• **Exercise prompt**
Please scale the rows below by rewriting every line, requests included, with each point coordinate in the answers multiplied by 2.6 and rounded to a whole number, halves rounded up. Keep the numbers in the requests and their format samples unchanged, and leave out the pictures.

• **Stored data**
________

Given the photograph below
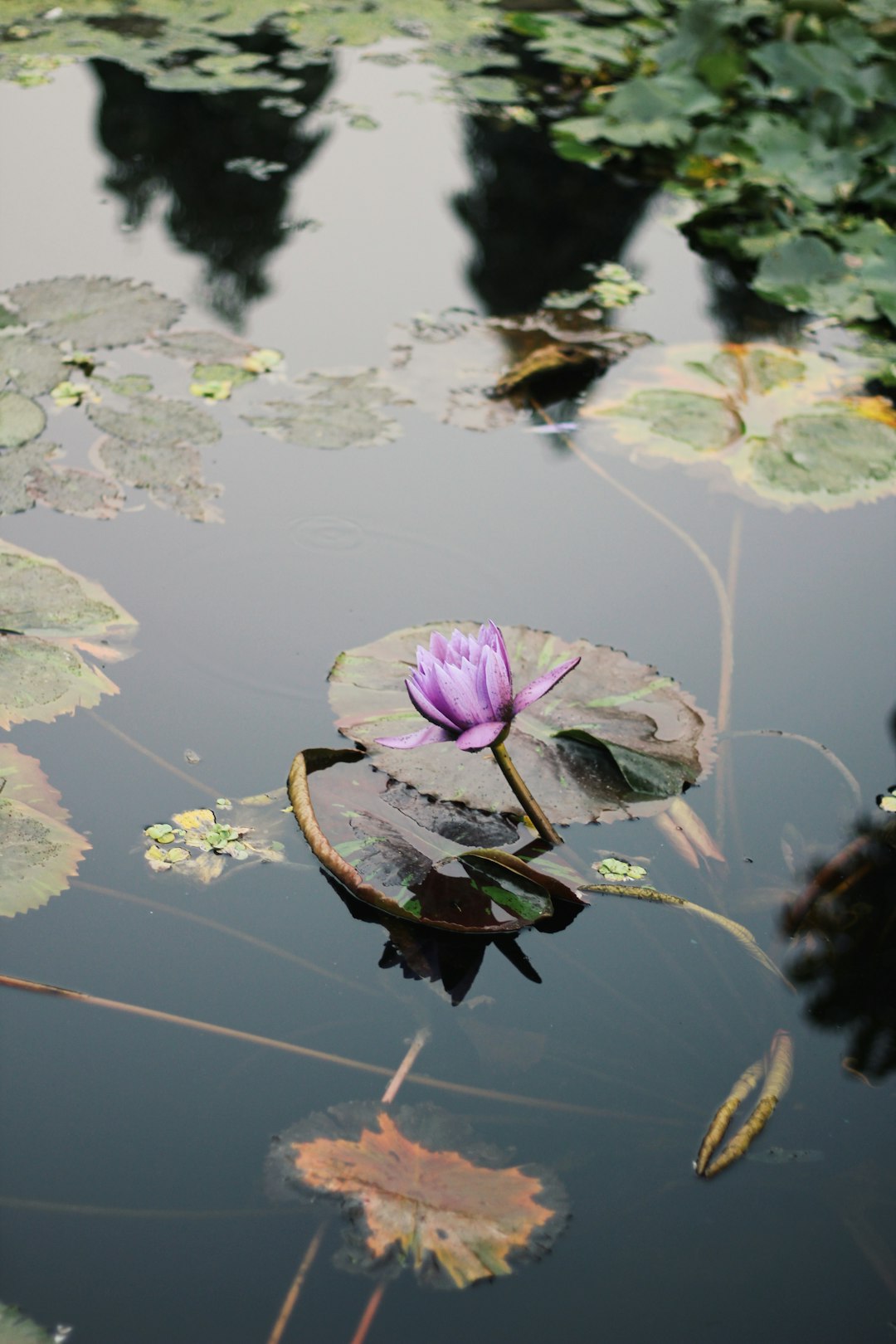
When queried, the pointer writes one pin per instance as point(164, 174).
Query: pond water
point(134, 1198)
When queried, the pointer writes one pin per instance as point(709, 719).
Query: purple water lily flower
point(464, 687)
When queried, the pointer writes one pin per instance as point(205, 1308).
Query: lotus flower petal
point(481, 735)
point(418, 739)
point(542, 684)
point(464, 686)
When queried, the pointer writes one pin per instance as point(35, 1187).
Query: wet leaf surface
point(95, 311)
point(171, 472)
point(47, 613)
point(332, 409)
point(401, 860)
point(39, 851)
point(21, 420)
point(782, 425)
point(614, 739)
point(455, 1216)
point(32, 366)
point(17, 1328)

________

• **Solution for this task**
Given the photograph below
When queried, the pointer writes one pin per instance as point(164, 174).
Query: pond water
point(348, 3115)
When queried, the pointer writes one pin per instance as point(709, 719).
Query: purple water lily flower
point(1206, 1786)
When queried, the pointer writes one pin per instance as point(205, 1308).
Query: lotus flower petal
point(1251, 1911)
point(1087, 1921)
point(1409, 1778)
point(1206, 1784)
When queried, the pointer writes one pin per instance as point(35, 1187).
Query: wet leaf surface
point(247, 809)
point(445, 1227)
point(122, 1594)
point(863, 1063)
point(1043, 2236)
point(101, 2213)
point(55, 1092)
point(2033, 1105)
point(1596, 1921)
point(1183, 3162)
point(83, 952)
point(44, 3453)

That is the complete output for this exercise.